## Set exercise
Please retype the listing below word for word, beginning at the line that contains "Would you mind pinning the christmas" and stopping after its final line.

## Input
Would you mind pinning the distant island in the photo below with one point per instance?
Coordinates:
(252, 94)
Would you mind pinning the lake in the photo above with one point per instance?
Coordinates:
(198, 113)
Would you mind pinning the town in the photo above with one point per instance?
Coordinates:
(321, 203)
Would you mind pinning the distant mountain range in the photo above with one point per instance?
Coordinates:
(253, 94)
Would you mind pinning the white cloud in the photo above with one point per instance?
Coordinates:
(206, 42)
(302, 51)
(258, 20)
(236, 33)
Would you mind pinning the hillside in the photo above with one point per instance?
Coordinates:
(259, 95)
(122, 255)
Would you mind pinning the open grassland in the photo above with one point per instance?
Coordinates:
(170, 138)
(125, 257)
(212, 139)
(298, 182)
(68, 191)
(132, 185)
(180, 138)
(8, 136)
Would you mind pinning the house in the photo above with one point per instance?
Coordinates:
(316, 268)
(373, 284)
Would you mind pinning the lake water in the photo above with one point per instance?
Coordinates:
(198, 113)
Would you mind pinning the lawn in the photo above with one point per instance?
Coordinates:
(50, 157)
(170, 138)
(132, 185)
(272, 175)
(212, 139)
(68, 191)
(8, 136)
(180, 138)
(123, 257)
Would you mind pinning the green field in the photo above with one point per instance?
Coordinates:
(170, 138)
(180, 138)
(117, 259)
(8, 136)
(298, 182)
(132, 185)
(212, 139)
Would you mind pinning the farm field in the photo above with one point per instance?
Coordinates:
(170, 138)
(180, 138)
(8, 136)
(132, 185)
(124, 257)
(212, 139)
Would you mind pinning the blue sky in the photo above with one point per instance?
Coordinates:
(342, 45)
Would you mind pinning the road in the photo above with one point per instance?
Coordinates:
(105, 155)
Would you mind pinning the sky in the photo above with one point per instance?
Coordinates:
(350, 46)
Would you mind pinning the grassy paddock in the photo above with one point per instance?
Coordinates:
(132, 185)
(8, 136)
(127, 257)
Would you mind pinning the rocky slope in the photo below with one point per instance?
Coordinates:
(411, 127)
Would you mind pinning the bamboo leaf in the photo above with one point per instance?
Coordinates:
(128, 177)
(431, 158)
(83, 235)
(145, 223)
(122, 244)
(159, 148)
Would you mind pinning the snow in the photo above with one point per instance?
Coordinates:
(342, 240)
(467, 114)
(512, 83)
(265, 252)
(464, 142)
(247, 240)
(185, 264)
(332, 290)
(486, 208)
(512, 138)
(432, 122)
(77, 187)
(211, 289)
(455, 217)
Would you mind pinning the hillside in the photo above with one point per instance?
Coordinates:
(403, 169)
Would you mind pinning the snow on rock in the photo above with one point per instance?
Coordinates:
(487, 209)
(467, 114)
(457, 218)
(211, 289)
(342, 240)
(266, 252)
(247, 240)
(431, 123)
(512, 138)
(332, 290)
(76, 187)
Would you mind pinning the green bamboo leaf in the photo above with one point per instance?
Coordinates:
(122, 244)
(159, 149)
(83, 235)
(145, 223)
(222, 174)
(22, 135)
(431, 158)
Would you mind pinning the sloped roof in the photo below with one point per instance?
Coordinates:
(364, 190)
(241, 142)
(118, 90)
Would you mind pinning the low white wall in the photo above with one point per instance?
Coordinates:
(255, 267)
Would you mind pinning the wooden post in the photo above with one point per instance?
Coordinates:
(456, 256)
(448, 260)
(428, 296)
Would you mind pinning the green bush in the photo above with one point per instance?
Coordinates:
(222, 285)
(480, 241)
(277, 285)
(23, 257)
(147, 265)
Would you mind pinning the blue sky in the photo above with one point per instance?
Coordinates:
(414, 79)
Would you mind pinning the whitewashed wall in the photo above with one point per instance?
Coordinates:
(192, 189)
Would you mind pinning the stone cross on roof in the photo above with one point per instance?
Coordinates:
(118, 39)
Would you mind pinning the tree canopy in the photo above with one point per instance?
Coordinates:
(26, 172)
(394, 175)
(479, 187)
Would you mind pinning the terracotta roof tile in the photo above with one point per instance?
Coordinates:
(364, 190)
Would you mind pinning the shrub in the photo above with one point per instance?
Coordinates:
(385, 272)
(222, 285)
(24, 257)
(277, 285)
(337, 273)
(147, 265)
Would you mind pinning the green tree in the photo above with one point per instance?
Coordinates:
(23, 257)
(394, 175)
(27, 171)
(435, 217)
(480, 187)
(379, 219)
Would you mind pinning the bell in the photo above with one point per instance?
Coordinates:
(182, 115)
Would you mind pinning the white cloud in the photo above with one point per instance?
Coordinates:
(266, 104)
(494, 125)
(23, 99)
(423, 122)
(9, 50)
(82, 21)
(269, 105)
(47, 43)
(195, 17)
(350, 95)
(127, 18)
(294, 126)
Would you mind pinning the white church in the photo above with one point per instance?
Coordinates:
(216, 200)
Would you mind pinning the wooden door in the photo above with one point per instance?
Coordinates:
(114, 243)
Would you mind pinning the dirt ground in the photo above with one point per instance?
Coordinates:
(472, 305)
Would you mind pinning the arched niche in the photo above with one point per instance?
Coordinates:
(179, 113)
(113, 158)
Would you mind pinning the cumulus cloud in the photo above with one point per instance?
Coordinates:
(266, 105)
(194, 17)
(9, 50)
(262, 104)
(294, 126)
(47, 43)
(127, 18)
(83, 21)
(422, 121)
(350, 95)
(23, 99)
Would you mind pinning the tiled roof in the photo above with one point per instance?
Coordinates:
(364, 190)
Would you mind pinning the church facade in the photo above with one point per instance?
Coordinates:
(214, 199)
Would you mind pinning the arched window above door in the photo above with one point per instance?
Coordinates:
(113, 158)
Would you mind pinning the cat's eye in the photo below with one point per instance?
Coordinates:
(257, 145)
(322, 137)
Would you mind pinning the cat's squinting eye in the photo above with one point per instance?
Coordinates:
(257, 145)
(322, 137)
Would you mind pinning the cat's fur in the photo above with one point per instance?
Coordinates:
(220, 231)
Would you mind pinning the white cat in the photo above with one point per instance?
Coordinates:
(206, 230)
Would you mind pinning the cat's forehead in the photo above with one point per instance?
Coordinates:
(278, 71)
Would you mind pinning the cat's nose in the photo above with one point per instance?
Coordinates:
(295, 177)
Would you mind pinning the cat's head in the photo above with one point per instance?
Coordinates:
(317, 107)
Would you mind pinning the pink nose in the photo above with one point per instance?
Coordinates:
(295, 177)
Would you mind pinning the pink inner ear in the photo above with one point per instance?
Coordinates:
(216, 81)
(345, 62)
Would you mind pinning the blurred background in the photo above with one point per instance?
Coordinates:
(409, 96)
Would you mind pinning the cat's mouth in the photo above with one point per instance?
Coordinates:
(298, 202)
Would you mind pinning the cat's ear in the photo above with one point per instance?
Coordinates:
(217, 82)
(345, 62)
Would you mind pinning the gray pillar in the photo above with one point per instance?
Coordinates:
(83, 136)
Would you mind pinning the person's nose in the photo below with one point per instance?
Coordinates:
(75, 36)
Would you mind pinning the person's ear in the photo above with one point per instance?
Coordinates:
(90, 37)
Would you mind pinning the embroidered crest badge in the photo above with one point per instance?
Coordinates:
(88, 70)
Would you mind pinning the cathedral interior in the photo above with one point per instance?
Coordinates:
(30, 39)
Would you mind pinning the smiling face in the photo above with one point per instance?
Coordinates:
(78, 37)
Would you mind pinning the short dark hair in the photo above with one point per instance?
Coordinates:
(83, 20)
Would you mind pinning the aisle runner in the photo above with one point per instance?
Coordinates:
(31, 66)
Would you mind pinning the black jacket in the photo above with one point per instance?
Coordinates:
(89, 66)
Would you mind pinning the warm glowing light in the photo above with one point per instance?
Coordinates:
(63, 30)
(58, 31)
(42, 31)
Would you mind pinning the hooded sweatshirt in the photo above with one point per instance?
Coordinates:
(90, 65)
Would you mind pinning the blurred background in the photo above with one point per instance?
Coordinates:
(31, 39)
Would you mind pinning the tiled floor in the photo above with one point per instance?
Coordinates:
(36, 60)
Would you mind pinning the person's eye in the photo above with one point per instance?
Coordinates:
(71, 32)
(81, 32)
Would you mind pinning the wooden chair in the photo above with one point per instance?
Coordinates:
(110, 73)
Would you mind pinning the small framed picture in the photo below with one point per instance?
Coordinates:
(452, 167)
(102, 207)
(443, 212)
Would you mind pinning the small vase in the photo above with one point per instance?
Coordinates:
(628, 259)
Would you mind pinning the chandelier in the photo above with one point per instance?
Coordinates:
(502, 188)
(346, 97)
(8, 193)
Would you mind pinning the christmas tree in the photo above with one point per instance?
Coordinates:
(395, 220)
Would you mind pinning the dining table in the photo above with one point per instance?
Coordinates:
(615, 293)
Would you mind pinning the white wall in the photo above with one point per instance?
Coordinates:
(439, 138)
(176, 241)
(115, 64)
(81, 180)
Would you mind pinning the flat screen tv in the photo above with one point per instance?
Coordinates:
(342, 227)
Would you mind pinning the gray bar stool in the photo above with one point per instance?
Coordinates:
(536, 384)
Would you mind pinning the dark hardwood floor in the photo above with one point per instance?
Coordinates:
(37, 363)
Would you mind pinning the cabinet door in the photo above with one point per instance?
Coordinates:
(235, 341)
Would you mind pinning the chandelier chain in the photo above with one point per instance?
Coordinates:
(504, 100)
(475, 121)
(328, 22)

## Response to this task
Would you mind pinning the christmas tree in the photo above with one point per instance?
Coordinates:
(395, 220)
Would you mind pinning the dining table in the photo above with one point per instance?
Coordinates:
(615, 293)
Would you mind pinning the white wall in the photo above with one point per instance?
Coordinates:
(439, 138)
(176, 241)
(115, 64)
(81, 180)
Would you mind pinning the flat screen tv in the photo above with one point per instance?
Coordinates:
(342, 227)
Would you mind pinning the gray bar stool in the photo above with one point per instance?
Coordinates:
(536, 384)
Would you mind pinning the dark hardwood floor in the photo above with one point per instance?
Coordinates:
(37, 363)
Would you mind pinning the cabinet door in the photo above with one point per instance?
Coordinates:
(235, 341)
Would you mind pinning the chandelier chain in the photo above with one point per instance?
Coordinates:
(504, 100)
(475, 121)
(328, 22)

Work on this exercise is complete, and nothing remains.